==== Exercise materials
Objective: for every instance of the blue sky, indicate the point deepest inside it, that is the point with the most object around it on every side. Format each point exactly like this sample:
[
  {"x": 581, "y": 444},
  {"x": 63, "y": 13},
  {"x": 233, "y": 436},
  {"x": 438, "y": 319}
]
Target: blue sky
========
Exercise
Copy out every line of the records above verbatim, without changing or omitting anything.

Output of the task
Objective: for every instance of the blue sky, indicate the point deepest inside it, that is the point with the most object around it on every side. Format each point exactly like this sample:
[
  {"x": 581, "y": 444},
  {"x": 63, "y": 13},
  {"x": 233, "y": 436},
  {"x": 438, "y": 319}
]
Target: blue sky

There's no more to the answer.